Provided passage »

◇ ◇ ◇ ◇

Pfizer is suing the U.S. government to legalize reimbursements to Medicare recipients for out-of-pocket medication costs.
In 2018, the pharmaceutical company paid $24 million to settle allegations by the Justice Department that it was using Medicare reimbursements to pay kickbacks and incentivize patients to choose Pfizer drugs at high costs to Medicare and Medicaid.
U.S. laws currently forbid drug manufacturers from assisting patients with Medicare copays. However, regulators have allowed the pharmaceutical industry to cover patients' copays by routing money through outside charities, as long as the charities don't match these funds with specific drugs. The Justice Department alleged that Pfizer was among a dozen companies to violate this rule.
Pfizer's lawsuit, in the Southern District of New York, seeks permission to reimburse patients for two heart failure drugs, covering Medicare copays, deductibles, and coinsurance that would normally cost patients about $13,000 per year.
Even if Pfizer loses the case, it may pave the way for other drugmakers' lawsuits in favor of deregulation and corporate rights. "If this is legal for Pfizer, Pfizer will not be the only pharmaceutical company to use this, and there will effectively be a gold rush," said Assistant U.S. Attorney Jacob Lillywhite.

◇ ◇ ◇ ◇

Record extracts »
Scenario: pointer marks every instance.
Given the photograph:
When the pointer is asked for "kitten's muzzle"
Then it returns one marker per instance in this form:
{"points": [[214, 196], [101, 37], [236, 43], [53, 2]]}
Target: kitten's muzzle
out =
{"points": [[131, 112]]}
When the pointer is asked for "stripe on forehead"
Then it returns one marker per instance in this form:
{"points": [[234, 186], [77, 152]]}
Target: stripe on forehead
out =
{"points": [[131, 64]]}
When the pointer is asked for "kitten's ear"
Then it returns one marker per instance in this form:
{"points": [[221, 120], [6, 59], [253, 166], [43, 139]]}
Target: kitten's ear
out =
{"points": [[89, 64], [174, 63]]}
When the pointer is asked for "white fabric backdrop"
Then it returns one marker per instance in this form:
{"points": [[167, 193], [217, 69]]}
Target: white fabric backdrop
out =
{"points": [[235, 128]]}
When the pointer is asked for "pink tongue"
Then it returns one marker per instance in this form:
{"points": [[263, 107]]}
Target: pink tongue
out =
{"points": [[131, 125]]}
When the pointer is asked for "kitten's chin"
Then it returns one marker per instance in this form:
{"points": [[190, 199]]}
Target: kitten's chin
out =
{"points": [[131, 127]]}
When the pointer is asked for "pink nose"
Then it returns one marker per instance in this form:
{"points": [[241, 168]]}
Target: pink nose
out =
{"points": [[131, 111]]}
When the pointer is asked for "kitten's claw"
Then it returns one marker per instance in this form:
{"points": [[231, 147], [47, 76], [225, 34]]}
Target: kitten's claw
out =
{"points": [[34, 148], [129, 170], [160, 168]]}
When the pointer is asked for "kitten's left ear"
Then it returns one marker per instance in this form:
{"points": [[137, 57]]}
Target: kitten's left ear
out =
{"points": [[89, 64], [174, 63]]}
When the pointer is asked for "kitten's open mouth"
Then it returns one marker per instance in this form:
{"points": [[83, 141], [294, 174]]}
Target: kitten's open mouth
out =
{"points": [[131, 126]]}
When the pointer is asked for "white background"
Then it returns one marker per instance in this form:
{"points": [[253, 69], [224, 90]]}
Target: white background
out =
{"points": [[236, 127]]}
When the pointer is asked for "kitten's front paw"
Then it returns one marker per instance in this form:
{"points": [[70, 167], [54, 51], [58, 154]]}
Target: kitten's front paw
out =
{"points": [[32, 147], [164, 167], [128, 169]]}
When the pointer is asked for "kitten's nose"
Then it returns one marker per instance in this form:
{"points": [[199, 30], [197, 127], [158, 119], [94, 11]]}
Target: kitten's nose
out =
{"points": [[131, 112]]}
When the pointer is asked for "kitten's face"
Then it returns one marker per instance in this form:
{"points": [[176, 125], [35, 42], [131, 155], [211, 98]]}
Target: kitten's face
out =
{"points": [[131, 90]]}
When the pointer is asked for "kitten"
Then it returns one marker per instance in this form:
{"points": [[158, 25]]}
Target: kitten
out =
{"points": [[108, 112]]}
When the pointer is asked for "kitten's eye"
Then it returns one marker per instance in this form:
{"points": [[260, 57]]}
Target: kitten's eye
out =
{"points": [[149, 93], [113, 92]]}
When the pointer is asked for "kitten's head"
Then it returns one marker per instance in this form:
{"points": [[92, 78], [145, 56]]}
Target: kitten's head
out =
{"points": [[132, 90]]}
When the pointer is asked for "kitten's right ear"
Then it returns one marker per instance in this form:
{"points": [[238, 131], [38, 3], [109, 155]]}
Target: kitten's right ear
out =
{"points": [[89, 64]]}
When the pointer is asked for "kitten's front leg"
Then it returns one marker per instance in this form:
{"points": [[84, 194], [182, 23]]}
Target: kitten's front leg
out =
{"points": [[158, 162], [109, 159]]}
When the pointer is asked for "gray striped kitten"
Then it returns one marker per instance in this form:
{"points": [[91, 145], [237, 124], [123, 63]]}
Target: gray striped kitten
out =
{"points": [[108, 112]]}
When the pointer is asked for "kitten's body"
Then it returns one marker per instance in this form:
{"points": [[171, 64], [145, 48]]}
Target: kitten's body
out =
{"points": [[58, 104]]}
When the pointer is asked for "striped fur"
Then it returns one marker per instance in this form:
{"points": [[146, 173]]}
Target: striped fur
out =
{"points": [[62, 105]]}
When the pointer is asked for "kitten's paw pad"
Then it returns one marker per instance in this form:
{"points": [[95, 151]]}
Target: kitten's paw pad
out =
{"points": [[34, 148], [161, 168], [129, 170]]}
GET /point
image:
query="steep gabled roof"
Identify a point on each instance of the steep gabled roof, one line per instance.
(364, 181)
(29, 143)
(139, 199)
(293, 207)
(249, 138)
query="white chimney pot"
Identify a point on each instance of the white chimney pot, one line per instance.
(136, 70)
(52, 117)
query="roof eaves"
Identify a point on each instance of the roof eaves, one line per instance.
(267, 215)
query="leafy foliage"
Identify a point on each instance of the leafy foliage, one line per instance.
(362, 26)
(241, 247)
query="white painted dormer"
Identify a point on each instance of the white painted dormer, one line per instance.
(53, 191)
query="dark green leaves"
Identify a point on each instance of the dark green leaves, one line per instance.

◇ ◇ ◇ ◇

Required tasks »
**1.** Decide whether each statement agrees with the article on Pfizer's lawsuit. Answer yes or no, and quote the words from the article that settle it.
(a) Pfizer filed its lawsuit in the Southern District of New York.
(b) In 2018, Pfizer paid $42 million to settle the Justice Department's allegations.
(c) Regulators let drug companies cover copays through outside charities only if the charities match the funds with specific drugs.
**2.** Turn the paragraph of the article on Pfizer's lawsuit that begins "U.S. laws currently forbid" into a short bulleted list that keeps its main facts.
The lines have nothing to do with the article on Pfizer's lawsuit.

Responses to the exercise »
**1.**
(a) Yes: "Pfizer's lawsuit, in the Southern District of New York"
(b) No: "the pharmaceutical company paid $24 million to settle allegations"
(c) No: "as long as the charities don't match these funds with specific drugs"

**2.**
- U.S. law bars drug manufacturers from helping patients with Medicare copays.
- Regulators have let the pharmaceutical industry cover copays by sending money through outside charities, provided the charities don't match the funds with specific drugs.
- The Justice Department alleged that Pfizer was one of a dozen companies that violated this rule.